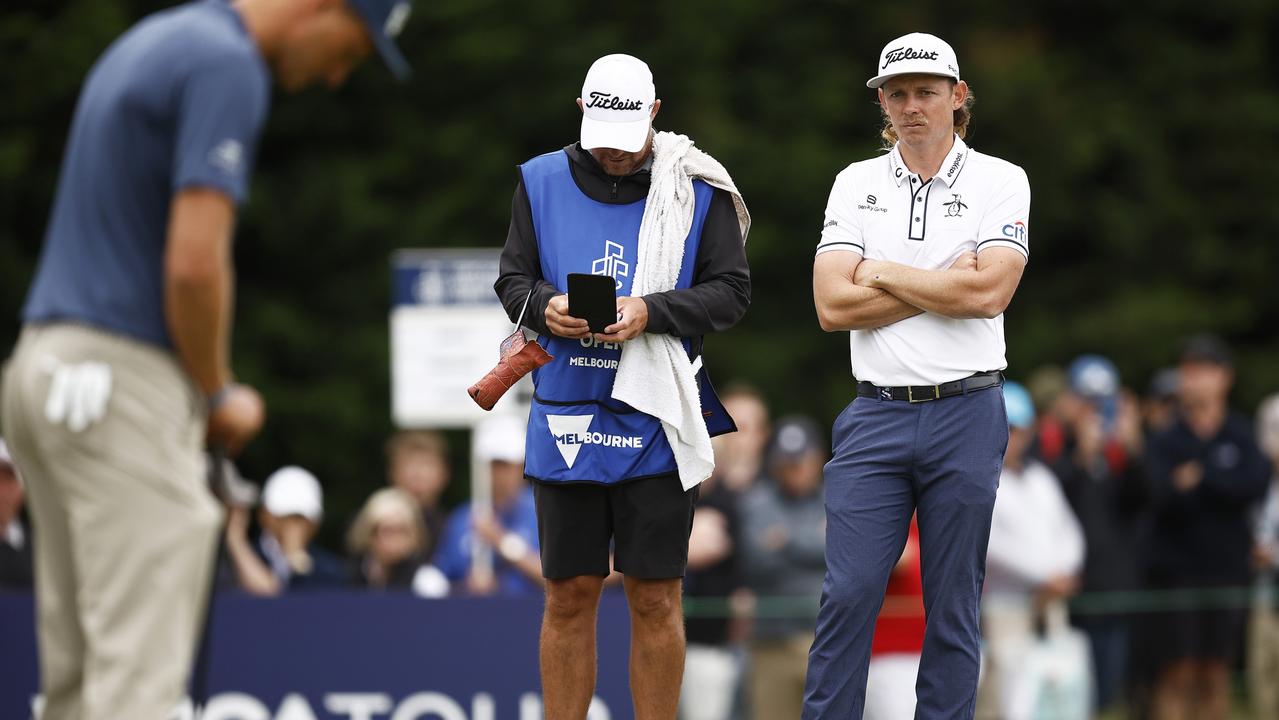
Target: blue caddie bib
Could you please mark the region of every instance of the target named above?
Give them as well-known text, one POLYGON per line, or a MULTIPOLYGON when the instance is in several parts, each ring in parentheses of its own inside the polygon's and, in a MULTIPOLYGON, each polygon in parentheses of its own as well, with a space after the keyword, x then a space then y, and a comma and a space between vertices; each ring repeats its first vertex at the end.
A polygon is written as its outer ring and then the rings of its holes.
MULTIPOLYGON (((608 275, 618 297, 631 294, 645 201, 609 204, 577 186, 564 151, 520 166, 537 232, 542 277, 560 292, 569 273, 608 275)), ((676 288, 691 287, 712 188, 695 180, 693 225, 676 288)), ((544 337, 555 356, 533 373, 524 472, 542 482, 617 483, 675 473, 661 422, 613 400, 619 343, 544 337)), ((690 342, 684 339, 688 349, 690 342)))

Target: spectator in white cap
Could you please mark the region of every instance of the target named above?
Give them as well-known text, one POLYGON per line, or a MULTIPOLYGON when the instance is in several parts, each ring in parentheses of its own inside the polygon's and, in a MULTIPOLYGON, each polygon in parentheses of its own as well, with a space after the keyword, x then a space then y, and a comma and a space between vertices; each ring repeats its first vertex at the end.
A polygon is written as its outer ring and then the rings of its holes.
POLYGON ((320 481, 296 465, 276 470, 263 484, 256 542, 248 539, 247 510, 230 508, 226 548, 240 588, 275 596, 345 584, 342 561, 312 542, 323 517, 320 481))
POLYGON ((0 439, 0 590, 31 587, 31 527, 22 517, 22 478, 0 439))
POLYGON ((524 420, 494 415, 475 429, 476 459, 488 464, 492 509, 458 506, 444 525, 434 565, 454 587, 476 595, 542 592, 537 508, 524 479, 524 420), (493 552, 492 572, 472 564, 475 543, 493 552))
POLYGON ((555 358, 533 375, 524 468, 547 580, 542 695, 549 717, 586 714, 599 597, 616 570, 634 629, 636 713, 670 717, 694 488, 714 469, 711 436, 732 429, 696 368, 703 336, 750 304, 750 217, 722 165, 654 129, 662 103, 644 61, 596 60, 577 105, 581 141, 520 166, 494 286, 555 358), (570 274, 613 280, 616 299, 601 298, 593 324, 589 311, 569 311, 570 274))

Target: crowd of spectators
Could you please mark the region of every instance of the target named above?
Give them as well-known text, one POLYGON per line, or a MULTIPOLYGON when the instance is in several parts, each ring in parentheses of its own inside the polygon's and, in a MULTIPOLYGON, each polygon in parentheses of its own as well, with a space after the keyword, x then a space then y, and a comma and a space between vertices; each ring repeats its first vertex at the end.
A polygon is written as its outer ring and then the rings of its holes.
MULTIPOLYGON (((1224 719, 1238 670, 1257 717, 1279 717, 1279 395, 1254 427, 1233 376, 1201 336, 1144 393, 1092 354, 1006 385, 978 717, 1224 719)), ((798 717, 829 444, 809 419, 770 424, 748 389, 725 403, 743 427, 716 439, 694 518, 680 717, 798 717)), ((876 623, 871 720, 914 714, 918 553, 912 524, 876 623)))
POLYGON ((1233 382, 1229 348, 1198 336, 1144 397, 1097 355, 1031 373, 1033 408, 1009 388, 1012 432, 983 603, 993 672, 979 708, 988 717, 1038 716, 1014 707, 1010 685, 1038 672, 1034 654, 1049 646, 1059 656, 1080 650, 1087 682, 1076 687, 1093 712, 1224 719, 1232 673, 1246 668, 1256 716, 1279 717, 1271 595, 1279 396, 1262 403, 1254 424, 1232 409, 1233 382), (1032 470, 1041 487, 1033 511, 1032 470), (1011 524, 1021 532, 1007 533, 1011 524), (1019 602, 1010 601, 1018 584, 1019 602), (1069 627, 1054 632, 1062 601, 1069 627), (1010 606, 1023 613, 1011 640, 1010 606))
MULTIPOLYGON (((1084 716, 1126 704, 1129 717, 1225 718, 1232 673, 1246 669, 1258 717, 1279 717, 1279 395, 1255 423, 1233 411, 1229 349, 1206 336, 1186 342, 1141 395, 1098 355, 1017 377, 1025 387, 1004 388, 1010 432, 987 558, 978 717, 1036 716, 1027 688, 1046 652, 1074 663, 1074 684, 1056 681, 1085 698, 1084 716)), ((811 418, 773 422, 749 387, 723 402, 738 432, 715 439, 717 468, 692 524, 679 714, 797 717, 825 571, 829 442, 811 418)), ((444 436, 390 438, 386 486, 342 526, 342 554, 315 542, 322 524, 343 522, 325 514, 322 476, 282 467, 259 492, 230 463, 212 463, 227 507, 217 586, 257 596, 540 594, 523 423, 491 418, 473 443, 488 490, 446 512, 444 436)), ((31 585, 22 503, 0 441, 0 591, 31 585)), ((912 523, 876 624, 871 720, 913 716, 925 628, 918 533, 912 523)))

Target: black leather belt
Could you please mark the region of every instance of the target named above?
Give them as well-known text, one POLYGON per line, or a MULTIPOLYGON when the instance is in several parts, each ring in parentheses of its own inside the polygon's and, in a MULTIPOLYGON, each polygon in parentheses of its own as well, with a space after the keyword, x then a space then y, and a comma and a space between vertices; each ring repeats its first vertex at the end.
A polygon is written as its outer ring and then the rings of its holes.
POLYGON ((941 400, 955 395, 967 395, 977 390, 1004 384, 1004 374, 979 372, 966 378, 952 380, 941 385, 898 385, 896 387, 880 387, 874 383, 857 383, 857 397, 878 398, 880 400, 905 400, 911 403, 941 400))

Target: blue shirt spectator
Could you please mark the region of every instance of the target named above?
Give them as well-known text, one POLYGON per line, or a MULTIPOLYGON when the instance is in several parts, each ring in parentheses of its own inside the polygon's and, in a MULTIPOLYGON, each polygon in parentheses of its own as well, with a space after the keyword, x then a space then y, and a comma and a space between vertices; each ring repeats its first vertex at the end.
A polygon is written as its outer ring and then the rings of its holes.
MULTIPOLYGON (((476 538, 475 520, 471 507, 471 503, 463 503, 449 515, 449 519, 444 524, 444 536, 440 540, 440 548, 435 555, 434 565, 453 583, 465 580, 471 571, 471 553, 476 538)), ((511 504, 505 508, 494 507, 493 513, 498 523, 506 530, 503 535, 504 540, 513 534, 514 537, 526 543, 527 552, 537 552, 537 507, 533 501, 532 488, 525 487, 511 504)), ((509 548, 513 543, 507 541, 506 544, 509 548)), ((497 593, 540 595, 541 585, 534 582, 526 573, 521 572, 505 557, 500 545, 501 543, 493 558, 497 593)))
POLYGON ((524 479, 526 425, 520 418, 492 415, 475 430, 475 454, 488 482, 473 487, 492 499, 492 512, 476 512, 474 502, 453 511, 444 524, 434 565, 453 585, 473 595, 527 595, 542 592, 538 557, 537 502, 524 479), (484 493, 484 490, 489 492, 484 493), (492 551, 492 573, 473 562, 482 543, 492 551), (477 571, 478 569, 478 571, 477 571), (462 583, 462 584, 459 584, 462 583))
^^^^^^^^
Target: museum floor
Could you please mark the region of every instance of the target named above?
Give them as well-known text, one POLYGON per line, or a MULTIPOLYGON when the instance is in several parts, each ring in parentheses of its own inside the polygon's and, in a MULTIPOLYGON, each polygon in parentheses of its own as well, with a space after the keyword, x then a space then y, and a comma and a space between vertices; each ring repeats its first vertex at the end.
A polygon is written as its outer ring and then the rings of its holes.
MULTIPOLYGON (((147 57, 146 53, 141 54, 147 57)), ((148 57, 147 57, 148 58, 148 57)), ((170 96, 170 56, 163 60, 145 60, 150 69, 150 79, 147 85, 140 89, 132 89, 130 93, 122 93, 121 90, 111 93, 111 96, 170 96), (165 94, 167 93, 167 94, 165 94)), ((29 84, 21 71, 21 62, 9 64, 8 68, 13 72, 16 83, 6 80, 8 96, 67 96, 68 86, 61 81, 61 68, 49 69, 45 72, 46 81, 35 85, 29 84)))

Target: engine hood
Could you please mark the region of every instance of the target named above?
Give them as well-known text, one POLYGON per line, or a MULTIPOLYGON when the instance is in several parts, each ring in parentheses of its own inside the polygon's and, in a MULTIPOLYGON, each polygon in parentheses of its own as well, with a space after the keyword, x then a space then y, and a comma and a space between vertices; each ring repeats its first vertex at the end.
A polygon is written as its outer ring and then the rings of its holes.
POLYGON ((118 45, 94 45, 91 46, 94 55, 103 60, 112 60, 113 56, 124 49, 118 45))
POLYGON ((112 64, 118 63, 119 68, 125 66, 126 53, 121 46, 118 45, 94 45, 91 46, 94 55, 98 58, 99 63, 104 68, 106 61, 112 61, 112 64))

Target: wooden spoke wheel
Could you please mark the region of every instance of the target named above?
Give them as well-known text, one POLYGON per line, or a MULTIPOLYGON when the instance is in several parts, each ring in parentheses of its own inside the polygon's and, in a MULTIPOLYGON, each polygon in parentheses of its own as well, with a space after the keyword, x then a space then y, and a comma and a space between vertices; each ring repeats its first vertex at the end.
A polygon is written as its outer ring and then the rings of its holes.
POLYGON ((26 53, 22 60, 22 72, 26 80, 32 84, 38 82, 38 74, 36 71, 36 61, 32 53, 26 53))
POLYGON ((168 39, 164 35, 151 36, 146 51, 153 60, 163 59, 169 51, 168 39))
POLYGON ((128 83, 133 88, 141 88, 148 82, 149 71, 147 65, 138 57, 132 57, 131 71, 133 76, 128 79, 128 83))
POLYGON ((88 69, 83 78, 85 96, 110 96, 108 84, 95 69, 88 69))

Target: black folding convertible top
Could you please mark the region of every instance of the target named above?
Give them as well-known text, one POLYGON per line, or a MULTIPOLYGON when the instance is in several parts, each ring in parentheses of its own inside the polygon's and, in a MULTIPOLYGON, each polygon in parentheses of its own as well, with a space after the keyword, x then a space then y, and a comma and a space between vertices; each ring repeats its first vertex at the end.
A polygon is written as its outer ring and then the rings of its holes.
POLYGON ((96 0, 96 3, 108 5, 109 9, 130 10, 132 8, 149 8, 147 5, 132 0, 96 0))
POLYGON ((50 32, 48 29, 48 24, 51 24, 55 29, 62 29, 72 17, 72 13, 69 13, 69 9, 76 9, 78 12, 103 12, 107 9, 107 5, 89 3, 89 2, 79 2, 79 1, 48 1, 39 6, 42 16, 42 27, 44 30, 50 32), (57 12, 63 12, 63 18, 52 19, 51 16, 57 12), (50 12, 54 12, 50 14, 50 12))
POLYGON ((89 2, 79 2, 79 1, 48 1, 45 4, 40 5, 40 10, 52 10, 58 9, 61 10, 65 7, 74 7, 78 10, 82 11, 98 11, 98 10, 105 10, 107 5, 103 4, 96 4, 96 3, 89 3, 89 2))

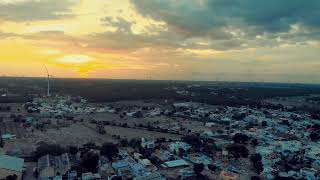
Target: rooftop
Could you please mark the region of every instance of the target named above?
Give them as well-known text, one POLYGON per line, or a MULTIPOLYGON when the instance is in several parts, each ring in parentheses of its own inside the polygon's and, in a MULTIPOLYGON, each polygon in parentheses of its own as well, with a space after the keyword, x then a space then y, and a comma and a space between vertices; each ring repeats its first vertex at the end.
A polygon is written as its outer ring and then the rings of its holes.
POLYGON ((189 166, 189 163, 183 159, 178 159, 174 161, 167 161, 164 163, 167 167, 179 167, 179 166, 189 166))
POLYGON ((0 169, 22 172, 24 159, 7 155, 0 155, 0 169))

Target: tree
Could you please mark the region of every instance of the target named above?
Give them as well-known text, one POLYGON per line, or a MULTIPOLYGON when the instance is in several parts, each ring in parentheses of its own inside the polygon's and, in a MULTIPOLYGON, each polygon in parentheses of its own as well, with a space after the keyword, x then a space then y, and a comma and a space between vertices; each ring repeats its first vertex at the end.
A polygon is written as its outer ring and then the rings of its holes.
^^^^^^^^
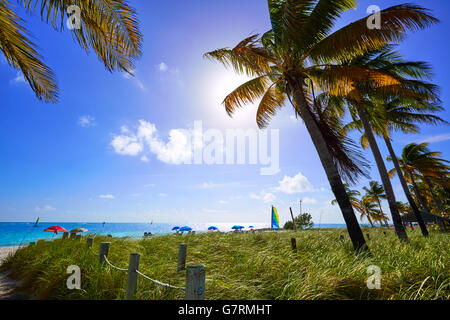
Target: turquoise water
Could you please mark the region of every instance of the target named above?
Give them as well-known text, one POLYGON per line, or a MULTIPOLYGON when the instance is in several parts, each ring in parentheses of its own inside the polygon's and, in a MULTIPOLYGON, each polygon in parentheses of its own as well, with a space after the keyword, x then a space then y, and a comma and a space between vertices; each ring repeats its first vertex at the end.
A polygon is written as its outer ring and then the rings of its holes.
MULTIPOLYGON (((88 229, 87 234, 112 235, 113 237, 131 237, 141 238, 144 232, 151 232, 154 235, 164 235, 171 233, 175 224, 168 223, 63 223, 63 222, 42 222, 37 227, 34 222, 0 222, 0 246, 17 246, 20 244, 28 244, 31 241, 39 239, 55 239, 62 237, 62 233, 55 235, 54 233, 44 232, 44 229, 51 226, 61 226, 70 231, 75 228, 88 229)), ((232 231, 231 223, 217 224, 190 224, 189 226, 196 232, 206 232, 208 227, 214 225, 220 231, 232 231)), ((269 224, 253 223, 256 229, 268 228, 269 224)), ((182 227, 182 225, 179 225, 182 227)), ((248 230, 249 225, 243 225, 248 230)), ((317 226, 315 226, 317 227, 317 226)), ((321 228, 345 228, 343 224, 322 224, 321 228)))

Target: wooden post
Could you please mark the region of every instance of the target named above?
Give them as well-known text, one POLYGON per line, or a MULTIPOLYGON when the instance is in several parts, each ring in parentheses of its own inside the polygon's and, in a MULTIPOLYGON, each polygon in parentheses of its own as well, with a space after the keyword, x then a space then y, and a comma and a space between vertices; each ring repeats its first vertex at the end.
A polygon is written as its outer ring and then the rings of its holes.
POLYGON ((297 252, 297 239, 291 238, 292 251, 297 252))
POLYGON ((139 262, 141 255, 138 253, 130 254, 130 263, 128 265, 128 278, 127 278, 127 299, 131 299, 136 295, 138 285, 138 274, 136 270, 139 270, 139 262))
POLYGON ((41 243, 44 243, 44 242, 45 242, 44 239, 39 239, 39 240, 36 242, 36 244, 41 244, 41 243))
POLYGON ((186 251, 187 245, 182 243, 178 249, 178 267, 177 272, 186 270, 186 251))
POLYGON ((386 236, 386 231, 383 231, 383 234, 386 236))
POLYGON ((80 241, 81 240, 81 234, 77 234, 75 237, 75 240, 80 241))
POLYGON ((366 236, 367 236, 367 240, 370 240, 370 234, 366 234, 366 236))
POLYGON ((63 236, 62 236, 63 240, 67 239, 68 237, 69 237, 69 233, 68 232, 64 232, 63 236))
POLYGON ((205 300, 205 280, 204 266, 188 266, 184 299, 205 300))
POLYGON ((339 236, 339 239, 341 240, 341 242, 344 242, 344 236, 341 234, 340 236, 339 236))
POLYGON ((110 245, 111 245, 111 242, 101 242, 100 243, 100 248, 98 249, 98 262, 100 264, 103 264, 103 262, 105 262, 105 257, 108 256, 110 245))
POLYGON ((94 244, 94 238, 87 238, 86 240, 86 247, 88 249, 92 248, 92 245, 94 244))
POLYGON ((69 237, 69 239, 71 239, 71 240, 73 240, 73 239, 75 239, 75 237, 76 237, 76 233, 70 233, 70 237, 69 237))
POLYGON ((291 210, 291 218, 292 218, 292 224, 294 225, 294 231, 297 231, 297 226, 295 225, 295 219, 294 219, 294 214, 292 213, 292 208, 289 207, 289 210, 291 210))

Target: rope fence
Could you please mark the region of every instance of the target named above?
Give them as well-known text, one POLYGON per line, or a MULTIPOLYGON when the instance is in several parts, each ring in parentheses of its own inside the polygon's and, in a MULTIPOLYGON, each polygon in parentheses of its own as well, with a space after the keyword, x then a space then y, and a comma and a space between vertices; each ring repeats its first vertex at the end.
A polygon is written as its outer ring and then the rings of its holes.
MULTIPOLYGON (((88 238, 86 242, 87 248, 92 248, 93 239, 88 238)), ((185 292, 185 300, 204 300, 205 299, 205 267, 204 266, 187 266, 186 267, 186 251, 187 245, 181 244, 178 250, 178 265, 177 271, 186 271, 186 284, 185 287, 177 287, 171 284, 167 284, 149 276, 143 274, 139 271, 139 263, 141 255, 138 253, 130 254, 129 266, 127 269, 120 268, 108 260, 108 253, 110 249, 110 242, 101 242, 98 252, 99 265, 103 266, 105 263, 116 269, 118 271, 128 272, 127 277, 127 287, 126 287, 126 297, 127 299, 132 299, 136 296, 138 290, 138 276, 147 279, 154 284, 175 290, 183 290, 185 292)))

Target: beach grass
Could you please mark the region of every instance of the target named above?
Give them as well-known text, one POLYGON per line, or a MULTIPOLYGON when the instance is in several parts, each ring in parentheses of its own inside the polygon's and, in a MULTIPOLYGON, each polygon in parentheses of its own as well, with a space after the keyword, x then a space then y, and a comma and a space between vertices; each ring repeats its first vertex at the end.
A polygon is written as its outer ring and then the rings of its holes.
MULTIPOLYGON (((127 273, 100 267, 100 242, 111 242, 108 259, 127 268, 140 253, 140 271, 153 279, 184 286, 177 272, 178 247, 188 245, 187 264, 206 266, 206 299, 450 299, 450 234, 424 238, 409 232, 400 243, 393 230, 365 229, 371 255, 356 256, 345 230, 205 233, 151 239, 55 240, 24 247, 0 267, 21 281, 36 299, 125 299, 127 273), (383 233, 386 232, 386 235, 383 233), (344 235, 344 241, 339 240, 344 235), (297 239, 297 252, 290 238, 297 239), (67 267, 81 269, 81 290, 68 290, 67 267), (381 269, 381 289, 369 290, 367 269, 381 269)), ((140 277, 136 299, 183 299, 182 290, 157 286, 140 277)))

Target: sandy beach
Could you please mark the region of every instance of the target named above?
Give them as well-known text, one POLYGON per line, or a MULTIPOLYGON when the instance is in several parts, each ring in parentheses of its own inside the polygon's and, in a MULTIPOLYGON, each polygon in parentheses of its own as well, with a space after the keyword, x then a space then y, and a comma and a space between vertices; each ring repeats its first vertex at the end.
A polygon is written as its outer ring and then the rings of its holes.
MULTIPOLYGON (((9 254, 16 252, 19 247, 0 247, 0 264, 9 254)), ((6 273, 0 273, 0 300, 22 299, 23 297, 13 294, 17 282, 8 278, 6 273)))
^^^^^^^^
• **Exercise objective**
Check each line of the material above for the word "blue", then state how many lines hold it. Only the number.

• **Result for this task**
2